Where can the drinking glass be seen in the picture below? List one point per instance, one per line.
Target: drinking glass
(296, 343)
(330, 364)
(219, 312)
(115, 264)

SHORT TASK:
Reproduce every row above verbatim, line for line, with no changes.

EXERCISE RESPONSE:
Where can the drinking glass be seen in the picture below? List one point per instance, one per line.
Target: drinking glass
(296, 343)
(330, 364)
(219, 312)
(115, 264)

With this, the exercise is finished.